* **Available data**
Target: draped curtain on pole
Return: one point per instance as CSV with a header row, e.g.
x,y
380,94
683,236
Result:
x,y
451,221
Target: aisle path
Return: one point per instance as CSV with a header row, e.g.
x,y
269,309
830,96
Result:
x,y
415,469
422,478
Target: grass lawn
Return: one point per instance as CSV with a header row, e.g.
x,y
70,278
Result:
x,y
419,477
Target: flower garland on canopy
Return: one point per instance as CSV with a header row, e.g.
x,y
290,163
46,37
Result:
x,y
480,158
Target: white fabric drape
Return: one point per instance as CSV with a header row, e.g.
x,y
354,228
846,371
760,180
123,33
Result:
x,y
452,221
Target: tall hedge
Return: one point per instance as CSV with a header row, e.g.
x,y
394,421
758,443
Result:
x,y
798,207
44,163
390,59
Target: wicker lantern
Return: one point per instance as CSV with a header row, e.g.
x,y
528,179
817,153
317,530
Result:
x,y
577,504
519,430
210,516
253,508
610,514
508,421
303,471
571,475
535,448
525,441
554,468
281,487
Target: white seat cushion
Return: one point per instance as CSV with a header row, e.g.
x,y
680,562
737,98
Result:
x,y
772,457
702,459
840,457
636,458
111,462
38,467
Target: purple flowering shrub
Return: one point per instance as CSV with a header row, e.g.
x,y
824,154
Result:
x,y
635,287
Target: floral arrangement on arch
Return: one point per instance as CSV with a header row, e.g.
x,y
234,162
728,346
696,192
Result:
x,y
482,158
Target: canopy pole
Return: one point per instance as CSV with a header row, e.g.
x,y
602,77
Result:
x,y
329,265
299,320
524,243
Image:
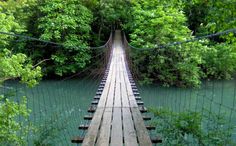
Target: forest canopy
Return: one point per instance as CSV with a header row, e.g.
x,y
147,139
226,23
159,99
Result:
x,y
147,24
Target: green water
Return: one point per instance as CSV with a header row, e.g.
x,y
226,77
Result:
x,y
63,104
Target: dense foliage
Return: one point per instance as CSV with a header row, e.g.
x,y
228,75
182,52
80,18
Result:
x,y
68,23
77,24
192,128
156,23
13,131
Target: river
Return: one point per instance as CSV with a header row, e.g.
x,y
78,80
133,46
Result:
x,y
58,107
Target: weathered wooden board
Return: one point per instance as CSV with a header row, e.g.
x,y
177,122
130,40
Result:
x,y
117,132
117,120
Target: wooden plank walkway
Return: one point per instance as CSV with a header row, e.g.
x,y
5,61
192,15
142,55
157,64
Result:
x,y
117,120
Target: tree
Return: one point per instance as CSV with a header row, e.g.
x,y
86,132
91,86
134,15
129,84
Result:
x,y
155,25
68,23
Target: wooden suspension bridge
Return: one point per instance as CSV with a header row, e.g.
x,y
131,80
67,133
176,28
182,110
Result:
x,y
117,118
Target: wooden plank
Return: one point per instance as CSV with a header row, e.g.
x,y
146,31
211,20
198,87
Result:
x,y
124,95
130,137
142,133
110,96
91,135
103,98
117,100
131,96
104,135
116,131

---

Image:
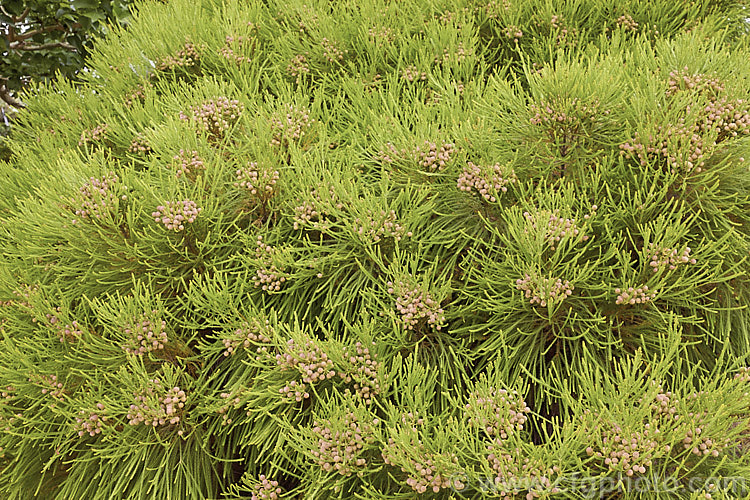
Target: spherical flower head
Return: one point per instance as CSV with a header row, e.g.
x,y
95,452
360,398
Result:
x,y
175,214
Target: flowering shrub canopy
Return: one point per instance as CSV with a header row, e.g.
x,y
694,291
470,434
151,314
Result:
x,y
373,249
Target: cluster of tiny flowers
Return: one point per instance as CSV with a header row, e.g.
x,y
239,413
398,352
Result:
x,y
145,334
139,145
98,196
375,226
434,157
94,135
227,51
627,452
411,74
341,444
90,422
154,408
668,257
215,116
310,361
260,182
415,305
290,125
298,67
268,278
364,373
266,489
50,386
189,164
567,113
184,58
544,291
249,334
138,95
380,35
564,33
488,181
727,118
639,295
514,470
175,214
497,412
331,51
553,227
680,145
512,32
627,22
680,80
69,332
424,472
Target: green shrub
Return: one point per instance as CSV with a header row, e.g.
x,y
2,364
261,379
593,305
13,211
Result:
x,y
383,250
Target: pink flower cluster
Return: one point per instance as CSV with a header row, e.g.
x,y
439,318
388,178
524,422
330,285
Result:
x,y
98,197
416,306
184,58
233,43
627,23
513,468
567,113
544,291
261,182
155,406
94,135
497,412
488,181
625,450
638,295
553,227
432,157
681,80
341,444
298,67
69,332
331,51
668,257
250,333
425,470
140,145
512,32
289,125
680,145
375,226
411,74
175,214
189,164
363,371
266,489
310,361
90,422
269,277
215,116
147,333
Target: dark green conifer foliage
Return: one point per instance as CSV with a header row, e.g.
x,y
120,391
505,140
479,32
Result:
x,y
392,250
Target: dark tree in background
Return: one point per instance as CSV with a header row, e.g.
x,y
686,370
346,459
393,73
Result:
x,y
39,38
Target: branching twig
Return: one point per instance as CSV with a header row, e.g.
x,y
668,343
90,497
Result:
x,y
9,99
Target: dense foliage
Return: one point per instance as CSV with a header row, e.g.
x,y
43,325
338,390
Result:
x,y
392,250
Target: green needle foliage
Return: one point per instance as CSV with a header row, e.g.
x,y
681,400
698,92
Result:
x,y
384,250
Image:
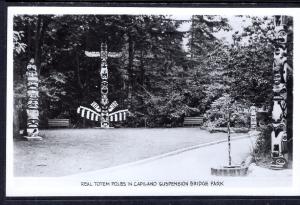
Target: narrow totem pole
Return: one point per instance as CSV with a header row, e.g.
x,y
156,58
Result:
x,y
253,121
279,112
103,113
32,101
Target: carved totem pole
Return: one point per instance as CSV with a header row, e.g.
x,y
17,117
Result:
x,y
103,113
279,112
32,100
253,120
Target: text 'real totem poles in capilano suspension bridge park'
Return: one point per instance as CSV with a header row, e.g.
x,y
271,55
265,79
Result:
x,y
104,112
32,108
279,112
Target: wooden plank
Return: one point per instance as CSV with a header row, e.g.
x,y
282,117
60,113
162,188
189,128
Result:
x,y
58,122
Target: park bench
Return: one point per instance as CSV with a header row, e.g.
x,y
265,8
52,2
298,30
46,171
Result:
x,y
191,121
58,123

* **Objective**
From the records above, pick out and copy in full every line that contains the string "flowering". The match is case-sensitive.

* **Solution to the problem**
Target: purple flowering shrub
Target: flowering shrub canopy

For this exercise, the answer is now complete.